Prompt:
Print the lines below word for word, changing nothing.

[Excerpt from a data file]
-------
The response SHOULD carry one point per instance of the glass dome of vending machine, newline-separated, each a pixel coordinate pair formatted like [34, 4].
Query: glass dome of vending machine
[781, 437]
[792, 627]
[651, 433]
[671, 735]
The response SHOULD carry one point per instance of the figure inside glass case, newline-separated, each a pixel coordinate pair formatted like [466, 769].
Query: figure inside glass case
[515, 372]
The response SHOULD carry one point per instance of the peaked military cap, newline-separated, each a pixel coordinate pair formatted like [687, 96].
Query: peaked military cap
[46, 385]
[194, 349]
-------
The result:
The response SHOULD carry one point per instance of the glass dome of vending machine, newline-separated, each a pixel coordinate pair formatted like [34, 4].
Query: glass dome of vending machine
[781, 437]
[792, 627]
[651, 433]
[671, 735]
The response SHOULD carry one point per instance of the figure inside glass case, newline-separated, each a pixel coordinate pair formatted like [466, 769].
Query: figure inside glass case
[515, 372]
The response SHOULD carry one point per instance of the peaked military cap, newline-separated, each a pixel coordinate pair formatted like [687, 96].
Query: peaked military cap
[46, 385]
[194, 349]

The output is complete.